§ **TEXTO FORNECIDO**
Sérgio Utsch entrevista o presidente da Ucrânia; veja bastidores da conversa
Repórter do SBT negociou com a equipe de Volodymyr Zelensky por vários dias
Para chegar ao prédio onde está o escritório da presidência ucraniana, temos que cruzar uma parte da cidade que está isolada desde a segunda fase da guerra, a invasão em larga escala da Ucrânia pela Rússia, em fevereiro de 2022. Para andar nas ruas vazias, passamos pela primeira barreira de segurança, onde nossos passaportes são checados.
A entrevista com Volodymyr Zelenskyy estava sendo negociada já há alguns dias, mas só aconteceu porque obviamente ele queria falar com o público e, principalmente, com o governo brasileiro. Nada é por acaso. A conversa foi marcada para às 2:15 da tarde, no horário local. Precisamos chegar lá 3 horas antes.

§ **INFORMAÇÕES APRESENTADAS**
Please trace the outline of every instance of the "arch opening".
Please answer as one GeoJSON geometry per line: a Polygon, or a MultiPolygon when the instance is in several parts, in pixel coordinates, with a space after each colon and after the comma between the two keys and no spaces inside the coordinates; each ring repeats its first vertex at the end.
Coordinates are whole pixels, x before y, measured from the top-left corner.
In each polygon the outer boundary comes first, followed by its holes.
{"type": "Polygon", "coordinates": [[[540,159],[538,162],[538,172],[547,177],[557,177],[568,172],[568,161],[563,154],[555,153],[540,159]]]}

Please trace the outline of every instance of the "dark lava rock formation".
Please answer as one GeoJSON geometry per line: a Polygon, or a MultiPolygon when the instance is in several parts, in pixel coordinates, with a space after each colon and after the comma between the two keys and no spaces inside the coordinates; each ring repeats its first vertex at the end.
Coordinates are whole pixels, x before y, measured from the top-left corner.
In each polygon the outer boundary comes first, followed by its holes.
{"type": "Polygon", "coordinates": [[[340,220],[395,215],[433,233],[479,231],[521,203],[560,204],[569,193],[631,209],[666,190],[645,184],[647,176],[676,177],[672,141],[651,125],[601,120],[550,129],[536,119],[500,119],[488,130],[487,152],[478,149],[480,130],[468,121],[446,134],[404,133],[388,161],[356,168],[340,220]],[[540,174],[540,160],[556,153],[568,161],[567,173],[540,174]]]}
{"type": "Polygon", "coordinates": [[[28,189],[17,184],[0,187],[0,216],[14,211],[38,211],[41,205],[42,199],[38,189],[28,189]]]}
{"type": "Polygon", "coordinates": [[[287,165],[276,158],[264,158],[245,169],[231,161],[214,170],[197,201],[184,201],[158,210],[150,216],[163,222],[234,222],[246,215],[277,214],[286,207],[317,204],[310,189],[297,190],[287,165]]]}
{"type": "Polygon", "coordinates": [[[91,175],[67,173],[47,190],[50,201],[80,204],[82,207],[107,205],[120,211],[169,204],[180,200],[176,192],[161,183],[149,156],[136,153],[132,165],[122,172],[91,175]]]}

§ **LISTA DE TAREFAS**
**A.** Responda, com base no texto sobre a entrevista com o presidente da Ucrânia:
(i) Para qual emissora trabalha o repórter?
(ii) Em que mês e ano ocorreu a invasão em larga escala da Ucrânia pela Rússia?
(iii) Com quantas horas de antecedência a equipe precisava chegar ao local da entrevista?
**B.** Reescreva o trecho do texto sobre a entrevista com o presidente da Ucrânia, começando em "Sérgio Utsch entrevista" e seguindo até "passaportes são checados.". Substitua "prédio" por "edifício".
As linhas apresentadas foram extraídas de outra fonte.

§ **RESPOSTAS DO EXERCÍCIO**
**A.**
(i) SBT.
(ii) Fevereiro de 2022.
(iii) 3 horas.

**B.**
Sérgio Utsch entrevista o presidente da Ucrânia; veja bastidores da conversa
Repórter do SBT negociou com a equipe de Volodymyr Zelensky por vários dias
Para chegar ao edifício onde está o escritório da presidência ucraniana, temos que cruzar uma parte da cidade que está isolada desde a segunda fase da guerra, a invasão em larga escala da Ucrânia pela Rússia, em fevereiro de 2022. Para andar nas ruas vazias, passamos pela primeira barreira de segurança, onde nossos passaportes são checados.